◆ Goal of the exercise: Your copy should match the records exactly, except that it contains no pictures.
(Material to process Opens)
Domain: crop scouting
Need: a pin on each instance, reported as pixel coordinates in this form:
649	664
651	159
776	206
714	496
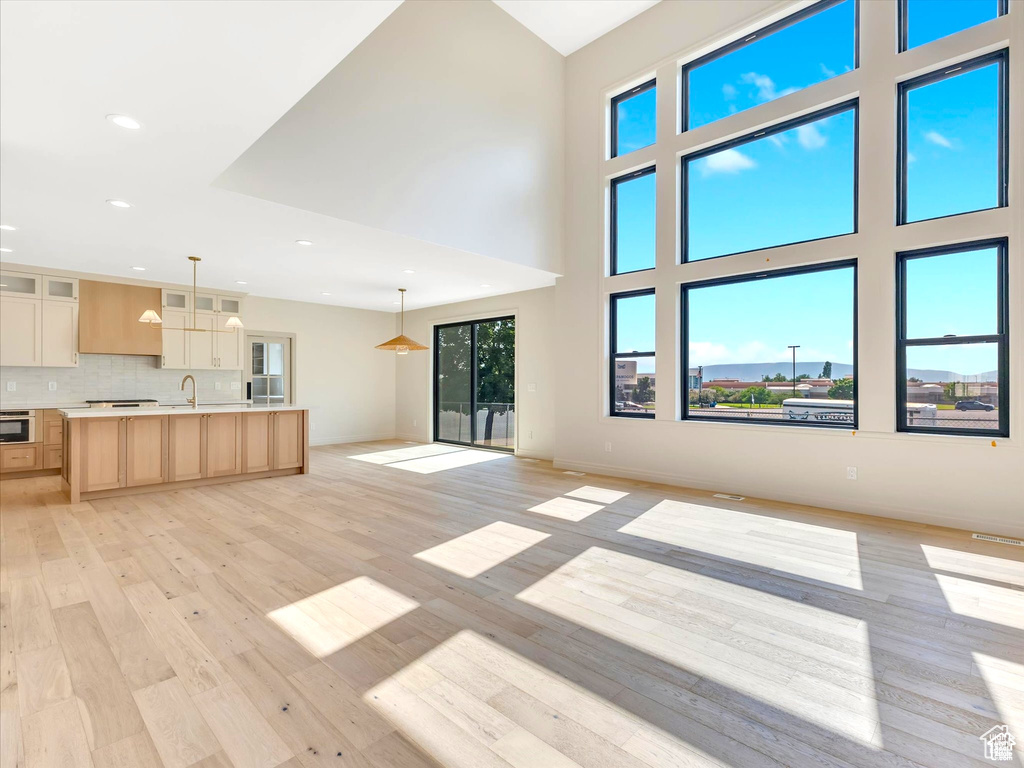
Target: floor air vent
997	539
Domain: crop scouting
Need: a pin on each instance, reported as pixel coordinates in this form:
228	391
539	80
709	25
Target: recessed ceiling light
125	122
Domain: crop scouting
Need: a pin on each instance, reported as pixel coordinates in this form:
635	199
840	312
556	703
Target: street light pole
794	347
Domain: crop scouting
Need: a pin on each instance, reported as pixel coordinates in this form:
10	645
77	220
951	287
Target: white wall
961	481
444	124
348	385
536	339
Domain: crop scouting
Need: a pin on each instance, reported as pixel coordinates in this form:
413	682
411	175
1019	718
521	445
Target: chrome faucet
195	397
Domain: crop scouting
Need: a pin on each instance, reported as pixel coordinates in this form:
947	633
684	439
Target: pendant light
401	343
230	326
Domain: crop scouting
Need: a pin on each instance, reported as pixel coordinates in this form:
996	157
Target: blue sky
799	185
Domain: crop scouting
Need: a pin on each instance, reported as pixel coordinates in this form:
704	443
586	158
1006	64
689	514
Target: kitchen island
113	452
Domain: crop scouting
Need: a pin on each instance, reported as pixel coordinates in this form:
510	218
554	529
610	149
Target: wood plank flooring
407	605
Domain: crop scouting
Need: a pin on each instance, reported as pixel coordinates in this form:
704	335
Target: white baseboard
876	510
351	438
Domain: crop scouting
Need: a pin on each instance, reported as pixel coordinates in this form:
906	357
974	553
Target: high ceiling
207	80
(Material to process Closes)
◆ Response to this task:
Domain: crop scouting
Need: a pin on each instance, reported as pixel coordinates in this form:
649	664
651	159
776	206
714	496
Target: floor air vent
997	539
Domain: crop scouting
Need: a pin on each instance, reported as pixel coordinates in this form:
228	391
539	80
709	25
Target: recessed ceiling light
125	122
Domain: crop scouting
Need: a pin on each instance, reported as pixel coordinates in this form:
635	199
840	312
556	703
Target: street light pole
794	347
Domain: crop scouting
Need: a pin on each instance, reported as pixel coordinates in this form:
10	645
77	220
951	287
Target: white wall
961	481
444	124
348	385
536	339
Domain: crop scouting
Need: a pin on each instance, reported as pixel coordinates in this form:
413	682
411	175
1019	718
521	445
Target: chrome faucet
195	397
Domain: crop scouting
Need: a pin on each instance, reported as pixel coordinates in this form:
947	633
684	439
Target: pendant light
401	343
230	326
Domain: crop scouting
Need: a pin on each instance, reported as pixel coordinates in this form:
996	157
Target: blue sky
799	185
Domain: crop scouting
Need: a pin on each instance, reported as pixel coordinates in this form:
704	443
586	158
1006	64
689	514
Target: kitchen island
113	452
Domain: crop scouting
Need: a pin on each instance, reported as pixel coordinates in this form:
510	218
554	529
610	149
Target: wood plank flooring
407	605
Domain: crop scouting
Need: a pin on each instance, reported as pixel coordinates in this form:
704	335
Target: white baseboard
876	510
351	438
Domain: crop scouting
Need: a pin on each instance, reported as pixel coordinates in this form:
906	357
974	553
Target: high ceiling
207	80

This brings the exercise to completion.